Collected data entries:
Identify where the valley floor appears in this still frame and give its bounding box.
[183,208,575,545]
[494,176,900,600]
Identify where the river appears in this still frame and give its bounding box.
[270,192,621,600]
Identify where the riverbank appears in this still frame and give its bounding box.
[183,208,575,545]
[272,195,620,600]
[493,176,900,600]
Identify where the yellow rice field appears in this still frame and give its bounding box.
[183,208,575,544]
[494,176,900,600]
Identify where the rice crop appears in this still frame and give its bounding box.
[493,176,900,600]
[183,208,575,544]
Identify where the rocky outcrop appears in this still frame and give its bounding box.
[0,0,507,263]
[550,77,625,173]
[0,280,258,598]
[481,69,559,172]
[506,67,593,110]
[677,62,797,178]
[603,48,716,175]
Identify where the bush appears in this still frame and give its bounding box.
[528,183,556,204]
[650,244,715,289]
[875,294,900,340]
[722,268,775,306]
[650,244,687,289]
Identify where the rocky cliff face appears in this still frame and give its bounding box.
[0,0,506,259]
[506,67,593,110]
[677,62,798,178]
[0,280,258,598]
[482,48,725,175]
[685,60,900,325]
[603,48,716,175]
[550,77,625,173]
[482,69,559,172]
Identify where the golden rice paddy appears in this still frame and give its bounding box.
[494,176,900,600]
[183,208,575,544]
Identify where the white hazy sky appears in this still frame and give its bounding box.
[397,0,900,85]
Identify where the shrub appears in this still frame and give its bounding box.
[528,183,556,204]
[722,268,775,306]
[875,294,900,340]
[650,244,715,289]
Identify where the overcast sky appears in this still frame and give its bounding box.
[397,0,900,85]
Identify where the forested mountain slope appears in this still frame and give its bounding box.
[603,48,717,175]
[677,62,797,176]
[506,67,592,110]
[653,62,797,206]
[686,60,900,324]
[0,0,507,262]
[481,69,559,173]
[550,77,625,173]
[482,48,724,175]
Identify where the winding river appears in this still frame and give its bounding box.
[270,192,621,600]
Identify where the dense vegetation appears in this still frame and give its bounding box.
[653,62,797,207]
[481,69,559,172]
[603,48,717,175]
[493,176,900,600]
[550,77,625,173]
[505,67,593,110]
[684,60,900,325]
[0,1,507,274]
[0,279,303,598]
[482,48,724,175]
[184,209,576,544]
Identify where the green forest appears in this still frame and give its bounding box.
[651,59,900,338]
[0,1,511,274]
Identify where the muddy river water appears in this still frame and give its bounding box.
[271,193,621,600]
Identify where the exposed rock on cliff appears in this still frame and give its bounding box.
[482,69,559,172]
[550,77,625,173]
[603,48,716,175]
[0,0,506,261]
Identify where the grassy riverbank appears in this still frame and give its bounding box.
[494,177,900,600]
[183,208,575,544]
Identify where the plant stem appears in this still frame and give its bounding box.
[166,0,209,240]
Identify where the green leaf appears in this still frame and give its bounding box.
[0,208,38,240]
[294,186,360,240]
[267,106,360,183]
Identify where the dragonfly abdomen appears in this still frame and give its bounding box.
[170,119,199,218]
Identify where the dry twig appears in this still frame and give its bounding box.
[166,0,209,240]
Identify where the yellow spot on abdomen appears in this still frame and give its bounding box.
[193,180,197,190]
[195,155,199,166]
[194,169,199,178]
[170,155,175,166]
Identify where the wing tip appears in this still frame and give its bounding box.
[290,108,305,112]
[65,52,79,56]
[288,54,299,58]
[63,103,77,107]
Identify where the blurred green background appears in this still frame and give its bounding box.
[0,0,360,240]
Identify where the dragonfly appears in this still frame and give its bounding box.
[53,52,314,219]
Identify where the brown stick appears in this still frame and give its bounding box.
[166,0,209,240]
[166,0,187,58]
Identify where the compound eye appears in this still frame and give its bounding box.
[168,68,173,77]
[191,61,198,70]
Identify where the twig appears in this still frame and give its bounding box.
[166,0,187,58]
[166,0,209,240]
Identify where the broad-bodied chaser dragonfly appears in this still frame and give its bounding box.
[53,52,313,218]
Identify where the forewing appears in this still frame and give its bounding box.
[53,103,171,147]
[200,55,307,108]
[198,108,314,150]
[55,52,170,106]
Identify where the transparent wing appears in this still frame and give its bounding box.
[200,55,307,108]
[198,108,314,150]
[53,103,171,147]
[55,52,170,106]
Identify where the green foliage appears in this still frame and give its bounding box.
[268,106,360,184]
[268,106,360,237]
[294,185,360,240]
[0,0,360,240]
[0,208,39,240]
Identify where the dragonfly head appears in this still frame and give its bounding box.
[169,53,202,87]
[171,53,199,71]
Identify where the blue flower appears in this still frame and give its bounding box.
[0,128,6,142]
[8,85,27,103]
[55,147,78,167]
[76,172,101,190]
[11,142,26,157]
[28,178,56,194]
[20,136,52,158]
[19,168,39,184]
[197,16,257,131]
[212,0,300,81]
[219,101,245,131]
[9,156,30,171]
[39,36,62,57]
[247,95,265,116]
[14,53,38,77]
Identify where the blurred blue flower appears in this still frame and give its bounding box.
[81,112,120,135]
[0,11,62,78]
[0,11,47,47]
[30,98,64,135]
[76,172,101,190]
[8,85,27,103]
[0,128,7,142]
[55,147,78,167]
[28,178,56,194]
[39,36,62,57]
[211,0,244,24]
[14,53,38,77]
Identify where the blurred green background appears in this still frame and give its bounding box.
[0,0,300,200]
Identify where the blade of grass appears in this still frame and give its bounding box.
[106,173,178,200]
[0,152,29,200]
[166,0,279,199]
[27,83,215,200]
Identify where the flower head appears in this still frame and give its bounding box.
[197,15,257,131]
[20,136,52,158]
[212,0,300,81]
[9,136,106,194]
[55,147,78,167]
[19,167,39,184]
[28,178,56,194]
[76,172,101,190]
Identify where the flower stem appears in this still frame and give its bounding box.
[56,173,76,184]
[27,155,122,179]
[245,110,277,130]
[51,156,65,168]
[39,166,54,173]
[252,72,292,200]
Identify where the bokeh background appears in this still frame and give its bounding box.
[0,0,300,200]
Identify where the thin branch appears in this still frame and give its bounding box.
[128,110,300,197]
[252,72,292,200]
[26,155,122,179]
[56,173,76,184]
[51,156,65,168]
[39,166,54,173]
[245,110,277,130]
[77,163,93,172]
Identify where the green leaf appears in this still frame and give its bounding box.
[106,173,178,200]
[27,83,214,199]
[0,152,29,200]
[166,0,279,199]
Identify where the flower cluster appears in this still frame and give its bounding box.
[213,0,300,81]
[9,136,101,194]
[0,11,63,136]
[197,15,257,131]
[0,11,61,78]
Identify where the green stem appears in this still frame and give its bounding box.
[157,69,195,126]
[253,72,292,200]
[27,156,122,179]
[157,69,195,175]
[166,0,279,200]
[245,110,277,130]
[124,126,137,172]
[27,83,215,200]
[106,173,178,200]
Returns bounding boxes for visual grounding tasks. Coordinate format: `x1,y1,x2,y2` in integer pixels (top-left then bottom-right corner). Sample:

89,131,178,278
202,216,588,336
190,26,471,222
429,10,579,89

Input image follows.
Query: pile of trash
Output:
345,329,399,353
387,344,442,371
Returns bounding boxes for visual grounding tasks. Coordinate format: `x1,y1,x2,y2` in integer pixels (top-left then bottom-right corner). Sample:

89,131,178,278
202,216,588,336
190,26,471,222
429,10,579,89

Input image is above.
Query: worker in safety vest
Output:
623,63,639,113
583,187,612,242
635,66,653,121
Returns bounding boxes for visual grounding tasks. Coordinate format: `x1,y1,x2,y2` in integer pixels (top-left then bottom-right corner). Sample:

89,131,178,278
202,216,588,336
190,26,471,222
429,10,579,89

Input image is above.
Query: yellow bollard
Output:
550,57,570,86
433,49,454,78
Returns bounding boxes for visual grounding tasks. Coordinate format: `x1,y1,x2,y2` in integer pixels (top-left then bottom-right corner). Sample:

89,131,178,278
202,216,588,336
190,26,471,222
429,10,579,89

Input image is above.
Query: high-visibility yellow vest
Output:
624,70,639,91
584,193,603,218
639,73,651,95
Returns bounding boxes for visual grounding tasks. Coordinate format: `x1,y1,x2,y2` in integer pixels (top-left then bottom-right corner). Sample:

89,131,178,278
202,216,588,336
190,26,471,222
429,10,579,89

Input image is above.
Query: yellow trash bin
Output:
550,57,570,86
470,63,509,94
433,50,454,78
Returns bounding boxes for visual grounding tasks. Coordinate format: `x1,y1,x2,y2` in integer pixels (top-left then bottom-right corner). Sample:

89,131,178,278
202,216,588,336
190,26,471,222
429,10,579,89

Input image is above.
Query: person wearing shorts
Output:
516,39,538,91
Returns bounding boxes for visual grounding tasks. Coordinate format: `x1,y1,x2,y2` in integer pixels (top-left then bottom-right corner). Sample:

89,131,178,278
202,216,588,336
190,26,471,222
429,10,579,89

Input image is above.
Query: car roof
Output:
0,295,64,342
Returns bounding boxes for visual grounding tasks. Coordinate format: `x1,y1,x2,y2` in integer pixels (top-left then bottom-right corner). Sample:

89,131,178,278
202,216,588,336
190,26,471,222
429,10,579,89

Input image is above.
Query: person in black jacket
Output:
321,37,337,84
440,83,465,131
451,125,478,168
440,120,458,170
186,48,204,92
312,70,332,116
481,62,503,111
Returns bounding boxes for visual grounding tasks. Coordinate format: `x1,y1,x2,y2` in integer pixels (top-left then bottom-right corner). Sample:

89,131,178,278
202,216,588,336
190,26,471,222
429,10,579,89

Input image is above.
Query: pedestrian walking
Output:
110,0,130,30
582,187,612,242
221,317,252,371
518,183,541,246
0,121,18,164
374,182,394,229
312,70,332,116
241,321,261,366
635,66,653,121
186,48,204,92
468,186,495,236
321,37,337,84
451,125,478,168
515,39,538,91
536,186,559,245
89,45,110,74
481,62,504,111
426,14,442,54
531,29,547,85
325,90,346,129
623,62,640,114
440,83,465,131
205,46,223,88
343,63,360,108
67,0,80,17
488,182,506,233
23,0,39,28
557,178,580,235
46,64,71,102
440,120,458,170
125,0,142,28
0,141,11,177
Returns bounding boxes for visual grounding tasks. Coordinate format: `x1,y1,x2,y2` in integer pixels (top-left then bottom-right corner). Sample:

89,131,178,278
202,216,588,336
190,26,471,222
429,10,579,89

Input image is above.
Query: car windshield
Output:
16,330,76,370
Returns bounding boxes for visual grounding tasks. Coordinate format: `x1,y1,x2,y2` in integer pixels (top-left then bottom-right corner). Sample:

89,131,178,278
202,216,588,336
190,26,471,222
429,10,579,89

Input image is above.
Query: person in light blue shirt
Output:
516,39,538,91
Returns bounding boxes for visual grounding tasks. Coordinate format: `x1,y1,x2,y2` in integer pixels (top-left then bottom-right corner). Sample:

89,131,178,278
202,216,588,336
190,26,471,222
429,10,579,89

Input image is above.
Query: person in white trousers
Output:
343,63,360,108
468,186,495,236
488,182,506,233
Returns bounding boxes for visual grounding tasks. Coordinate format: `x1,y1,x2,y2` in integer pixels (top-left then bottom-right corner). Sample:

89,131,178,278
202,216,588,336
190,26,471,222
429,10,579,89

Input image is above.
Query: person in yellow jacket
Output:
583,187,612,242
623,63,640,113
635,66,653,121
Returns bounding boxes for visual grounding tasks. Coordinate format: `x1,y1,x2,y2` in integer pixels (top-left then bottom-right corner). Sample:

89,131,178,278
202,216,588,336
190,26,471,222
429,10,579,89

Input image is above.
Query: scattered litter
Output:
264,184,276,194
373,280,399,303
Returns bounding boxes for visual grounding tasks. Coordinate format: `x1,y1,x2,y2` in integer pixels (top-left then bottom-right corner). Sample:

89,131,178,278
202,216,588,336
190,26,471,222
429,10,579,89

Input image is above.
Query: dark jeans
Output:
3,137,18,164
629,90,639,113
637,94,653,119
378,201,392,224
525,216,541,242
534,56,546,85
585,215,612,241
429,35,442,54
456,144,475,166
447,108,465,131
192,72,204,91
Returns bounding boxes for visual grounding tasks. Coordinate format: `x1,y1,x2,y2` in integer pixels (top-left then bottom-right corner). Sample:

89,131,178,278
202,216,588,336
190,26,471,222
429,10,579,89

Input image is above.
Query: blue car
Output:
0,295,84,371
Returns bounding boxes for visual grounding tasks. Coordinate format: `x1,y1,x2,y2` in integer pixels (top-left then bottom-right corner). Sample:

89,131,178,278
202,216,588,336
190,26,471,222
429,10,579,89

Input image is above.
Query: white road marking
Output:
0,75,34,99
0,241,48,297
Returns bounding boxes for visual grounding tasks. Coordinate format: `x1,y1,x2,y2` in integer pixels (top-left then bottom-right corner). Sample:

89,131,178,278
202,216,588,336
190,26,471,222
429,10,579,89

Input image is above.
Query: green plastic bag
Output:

Task prompt:
Please copy the entries from the first one through the line containing "[650,244,687,289]", swapping "rocky outcrop" for "rock formation" and changing nothing else.

Task output:
Identify where the valley floor appears in this still frame and give its bounding box.
[183,208,575,545]
[494,176,900,600]
Identify where the river appears in this still frame and give its bounding box.
[270,192,621,600]
Identify where the riverbank appears in this still frame and give its bounding box.
[183,208,575,545]
[272,195,620,600]
[493,176,900,600]
Identify where the yellow rice field appears in this still frame and give its bounding box.
[183,208,575,544]
[494,176,900,600]
Identify where the rice crop appears in this still frame and give its bounding box.
[493,176,900,600]
[183,208,575,544]
Identify where the rock formation appears in this still frame and give its bounding box.
[0,0,507,263]
[550,77,625,173]
[0,280,258,598]
[481,69,559,172]
[506,67,593,110]
[677,62,797,178]
[603,48,716,175]
Identify where the bush appears in this still frame and give its bounding box.
[528,183,556,204]
[650,244,715,289]
[875,294,900,340]
[722,268,775,306]
[650,244,687,289]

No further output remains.